Exercise — Locate the line that contains "[point] every instance of the spotted", then copy it and all later lines of the data below exactly, through the last one.

Rows from a dataset —
----------

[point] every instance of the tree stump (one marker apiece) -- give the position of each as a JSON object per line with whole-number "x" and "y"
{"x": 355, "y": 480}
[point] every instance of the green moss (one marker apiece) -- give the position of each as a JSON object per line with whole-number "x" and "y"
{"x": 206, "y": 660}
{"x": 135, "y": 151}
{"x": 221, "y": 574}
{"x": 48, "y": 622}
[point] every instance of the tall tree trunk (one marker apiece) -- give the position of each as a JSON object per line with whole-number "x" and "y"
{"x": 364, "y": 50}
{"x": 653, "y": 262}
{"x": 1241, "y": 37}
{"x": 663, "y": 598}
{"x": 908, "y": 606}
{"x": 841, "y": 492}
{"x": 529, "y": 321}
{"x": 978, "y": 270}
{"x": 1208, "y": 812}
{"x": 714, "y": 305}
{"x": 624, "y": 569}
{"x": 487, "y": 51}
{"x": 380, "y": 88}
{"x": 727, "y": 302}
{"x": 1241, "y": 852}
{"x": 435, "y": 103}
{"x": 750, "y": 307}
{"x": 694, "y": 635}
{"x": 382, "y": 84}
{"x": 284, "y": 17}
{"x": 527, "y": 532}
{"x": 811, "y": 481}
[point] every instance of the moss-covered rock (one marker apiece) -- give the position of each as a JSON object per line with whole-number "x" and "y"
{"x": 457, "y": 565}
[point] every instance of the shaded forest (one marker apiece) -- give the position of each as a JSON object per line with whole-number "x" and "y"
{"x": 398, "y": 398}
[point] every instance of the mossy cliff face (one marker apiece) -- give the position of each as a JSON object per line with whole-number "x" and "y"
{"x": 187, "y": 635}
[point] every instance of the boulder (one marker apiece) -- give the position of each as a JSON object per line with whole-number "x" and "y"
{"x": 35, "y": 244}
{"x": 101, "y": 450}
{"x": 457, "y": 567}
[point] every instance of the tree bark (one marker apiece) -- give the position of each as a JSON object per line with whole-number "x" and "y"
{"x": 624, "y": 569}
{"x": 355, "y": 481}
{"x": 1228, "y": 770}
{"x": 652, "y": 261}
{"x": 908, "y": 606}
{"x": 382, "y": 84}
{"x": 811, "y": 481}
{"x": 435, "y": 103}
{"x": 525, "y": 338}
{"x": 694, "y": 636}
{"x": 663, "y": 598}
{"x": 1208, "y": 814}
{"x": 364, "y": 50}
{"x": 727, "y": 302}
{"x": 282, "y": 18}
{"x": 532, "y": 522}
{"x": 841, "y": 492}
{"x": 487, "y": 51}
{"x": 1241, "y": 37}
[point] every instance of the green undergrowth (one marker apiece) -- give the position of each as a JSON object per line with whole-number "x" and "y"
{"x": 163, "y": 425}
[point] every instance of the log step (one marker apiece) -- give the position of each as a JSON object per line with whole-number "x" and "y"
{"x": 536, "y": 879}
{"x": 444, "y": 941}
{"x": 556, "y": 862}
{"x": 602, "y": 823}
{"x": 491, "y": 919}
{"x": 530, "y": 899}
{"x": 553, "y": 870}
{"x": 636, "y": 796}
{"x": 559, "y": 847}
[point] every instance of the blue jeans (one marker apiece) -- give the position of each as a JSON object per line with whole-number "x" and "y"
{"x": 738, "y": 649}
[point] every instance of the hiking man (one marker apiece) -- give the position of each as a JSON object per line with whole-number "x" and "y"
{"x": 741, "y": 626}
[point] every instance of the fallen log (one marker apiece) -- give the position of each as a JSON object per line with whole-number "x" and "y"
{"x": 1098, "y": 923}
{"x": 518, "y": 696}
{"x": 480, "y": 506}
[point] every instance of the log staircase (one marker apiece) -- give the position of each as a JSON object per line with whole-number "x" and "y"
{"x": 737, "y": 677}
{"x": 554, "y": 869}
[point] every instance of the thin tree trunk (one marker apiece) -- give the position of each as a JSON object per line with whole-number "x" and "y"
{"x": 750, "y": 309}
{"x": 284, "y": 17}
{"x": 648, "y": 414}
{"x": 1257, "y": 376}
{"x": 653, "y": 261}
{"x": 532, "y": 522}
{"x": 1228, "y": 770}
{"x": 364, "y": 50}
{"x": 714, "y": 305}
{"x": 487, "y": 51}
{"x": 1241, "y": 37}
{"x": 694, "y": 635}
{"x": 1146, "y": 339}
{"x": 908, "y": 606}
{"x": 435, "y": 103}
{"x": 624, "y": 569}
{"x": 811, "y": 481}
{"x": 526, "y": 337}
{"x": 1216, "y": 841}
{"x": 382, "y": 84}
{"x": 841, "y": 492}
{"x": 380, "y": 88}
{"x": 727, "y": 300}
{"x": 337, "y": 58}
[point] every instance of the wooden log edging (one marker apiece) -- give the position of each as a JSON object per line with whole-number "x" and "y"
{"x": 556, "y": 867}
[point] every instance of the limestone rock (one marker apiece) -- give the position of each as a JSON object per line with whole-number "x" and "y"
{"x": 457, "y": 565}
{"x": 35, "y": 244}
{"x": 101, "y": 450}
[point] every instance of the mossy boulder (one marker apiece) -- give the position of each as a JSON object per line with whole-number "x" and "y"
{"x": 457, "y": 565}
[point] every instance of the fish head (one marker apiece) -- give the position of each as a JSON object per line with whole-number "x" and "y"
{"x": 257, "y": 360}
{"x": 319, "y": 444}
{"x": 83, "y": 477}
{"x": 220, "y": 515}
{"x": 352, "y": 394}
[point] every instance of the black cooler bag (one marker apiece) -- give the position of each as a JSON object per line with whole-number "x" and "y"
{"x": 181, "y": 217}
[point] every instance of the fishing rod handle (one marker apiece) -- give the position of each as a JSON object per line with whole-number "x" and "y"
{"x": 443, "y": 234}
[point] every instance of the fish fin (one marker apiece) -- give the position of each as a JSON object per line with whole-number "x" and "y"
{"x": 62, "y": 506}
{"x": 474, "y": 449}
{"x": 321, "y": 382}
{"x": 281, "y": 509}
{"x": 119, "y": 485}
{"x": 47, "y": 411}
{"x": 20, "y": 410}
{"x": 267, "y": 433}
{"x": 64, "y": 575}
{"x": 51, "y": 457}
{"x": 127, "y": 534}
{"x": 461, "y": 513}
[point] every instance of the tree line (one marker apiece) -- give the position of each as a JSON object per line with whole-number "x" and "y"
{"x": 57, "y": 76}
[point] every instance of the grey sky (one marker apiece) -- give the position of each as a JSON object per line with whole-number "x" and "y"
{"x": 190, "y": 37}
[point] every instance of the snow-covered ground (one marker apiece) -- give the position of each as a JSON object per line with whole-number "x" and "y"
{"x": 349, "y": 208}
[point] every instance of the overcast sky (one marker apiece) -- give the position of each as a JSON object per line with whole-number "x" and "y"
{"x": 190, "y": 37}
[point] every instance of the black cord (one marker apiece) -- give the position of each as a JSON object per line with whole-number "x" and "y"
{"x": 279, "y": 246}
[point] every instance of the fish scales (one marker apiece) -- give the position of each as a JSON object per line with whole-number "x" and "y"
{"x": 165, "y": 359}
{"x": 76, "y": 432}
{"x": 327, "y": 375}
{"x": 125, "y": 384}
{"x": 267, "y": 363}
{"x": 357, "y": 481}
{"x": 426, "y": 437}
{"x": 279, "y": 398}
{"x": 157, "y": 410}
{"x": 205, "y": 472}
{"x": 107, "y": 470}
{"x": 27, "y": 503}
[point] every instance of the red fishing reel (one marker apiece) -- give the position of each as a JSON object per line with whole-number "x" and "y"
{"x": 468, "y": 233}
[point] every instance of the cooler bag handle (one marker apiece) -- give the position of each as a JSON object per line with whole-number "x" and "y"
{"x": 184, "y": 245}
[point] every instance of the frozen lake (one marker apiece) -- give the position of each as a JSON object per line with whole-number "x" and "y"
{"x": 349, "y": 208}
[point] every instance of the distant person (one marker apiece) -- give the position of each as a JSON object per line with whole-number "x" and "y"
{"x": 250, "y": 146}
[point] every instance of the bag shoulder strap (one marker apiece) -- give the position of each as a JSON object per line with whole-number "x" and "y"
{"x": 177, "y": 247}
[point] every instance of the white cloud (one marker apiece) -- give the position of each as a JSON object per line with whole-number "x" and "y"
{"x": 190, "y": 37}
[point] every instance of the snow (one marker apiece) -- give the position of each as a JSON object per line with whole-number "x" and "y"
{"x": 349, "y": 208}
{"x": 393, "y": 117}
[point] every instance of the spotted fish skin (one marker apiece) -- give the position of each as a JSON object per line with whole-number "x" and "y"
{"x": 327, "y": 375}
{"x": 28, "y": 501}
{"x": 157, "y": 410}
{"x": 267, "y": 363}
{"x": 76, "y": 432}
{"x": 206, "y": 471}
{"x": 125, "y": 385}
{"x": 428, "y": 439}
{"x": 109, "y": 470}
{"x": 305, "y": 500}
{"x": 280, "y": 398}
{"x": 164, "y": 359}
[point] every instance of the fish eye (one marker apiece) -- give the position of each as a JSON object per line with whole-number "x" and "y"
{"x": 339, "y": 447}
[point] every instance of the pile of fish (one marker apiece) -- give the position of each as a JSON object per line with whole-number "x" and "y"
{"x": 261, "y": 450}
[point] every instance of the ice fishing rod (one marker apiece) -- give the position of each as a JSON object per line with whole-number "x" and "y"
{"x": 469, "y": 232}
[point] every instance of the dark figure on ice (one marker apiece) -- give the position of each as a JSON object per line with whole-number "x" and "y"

----------

Solution to this task —
[point] every instance of the spotted fish skin (one marker apiece) -- give the position of each as a JSON object per line with whole-number "x" and "y"
{"x": 327, "y": 375}
{"x": 28, "y": 501}
{"x": 157, "y": 410}
{"x": 267, "y": 363}
{"x": 76, "y": 432}
{"x": 206, "y": 471}
{"x": 125, "y": 385}
{"x": 428, "y": 439}
{"x": 109, "y": 470}
{"x": 305, "y": 500}
{"x": 280, "y": 398}
{"x": 164, "y": 359}
[point] every instance of the fish eye (one marker apiece) -- give the position of each as a JSON object per line with whole-number "x" and "y"
{"x": 339, "y": 447}
[point] every instance of the pile of fish (one marker apiece) -- give the position of each as a JSON object per line with whole-number "x" and "y"
{"x": 261, "y": 450}
[point] every instance of the ice fishing rod (one marker apiece) -- give the position of each as a JSON object per line with whole-number "x" and "y"
{"x": 469, "y": 232}
[point] every instance of the dark figure on ice (one marker apiece) -- give the position of each as a JSON object per line with whole-number "x" and "y"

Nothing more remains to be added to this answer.